- _What to do_
Arrange the lines of this listing as a numbered list, skipping any blank lines.

Named-object pointing listing:
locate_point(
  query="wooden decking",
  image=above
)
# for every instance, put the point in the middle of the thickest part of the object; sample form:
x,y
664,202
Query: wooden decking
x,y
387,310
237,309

- _Task result_
1. locate_point(
2.   query="wooden decking",
3.   image=above
4. )
5. # for every instance, put the point in the middle of the thickest part of the object; sample form:
6. x,y
7. 664,202
8. Query: wooden decking
9. x,y
10. 387,310
11. 237,309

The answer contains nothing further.